DOCUMENT SEGMENT:
Bartholomew Henry "Barry" Allen, also known as The Flash, is a fictional character in the DC Extended Universe. Based on the DC Comics superhero of the same name, he is portrayed by American actor Ezra Miller. Originally appearing in a minor role in Batman v Superman: Dawn of Justice, Allen had a prominent role in the film Justice League and its director's cut. Miller has also reprised the role in other DC Comics media such as the Arrowverse and a cameo in the HBO Max series Peacemaker and is currently slated to star in The Flash, an upcoming film based on the character. The DC Extended Universe marks the first time The Flash has been portrayed in live-action film.

Development and portrayal

Early film proposals and casting for the DCEU
Development on a film based on The Flash started in the late 1980s when Warner Bros. hired comic book writer Jeph Loeb to write a screenplay, but nothing materialized from that. The project went dormant until it was brought up again following the release of Batman Begins, when writer David S. Goyer was offered a chance to write a script for either Flash or Green Lantern. In December 2004, Goyer was brought to write, produce and direct The Flash. He approached his Blade: Trinity co-star Ryan Reynolds for the Barry Allen role, with the intention of also using Wally West as a supporting character. Goyer soon dropped out due to creative differences, but a film based on the Justice League featuring Barry Allen soon entered development afterwards, with Shawn Levy set to direct and Adam Brody cast as Barry Allen. However, this film also fell through.

DATA SECTION:
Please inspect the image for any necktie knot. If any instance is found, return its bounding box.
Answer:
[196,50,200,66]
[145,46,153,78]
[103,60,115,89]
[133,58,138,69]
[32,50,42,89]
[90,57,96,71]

REQUESTS:
1 > Copy the passage from the Barry Allen text that begins with the words containing "Early film proposals" and ends with "also fell through.".
2 > According to the Barry Allen text, which actor was cast as Barry Allen in the Justice League film that Shawn Levy was set to direct?
The items play no part in what is asked here.

RESPONSES TO THE TASKS:
1 >
Early film proposals and casting for the DCEU
Development on a film based on The Flash started in the late 1980s when Warner Bros. hired comic book writer Jeph Loeb to write a screenplay, but nothing materialized from that. The project went dormant until it was brought up again following the release of Batman Begins, when writer David S. Goyer was offered a chance to write a script for either Flash or Green Lantern. In December 2004, Goyer was brought to write, produce and direct The Flash. He approached his Blade: Trinity co-star Ryan Reynolds for the Barry Allen role, with the intention of also using Wally West as a supporting character. Goyer soon dropped out due to creative differences, but a film based on the Justice League featuring Barry Allen soon entered development afterwards, with Shawn Levy set to direct and Adam Brody cast as Barry Allen. However, this film also fell through.

2 > Adam Brody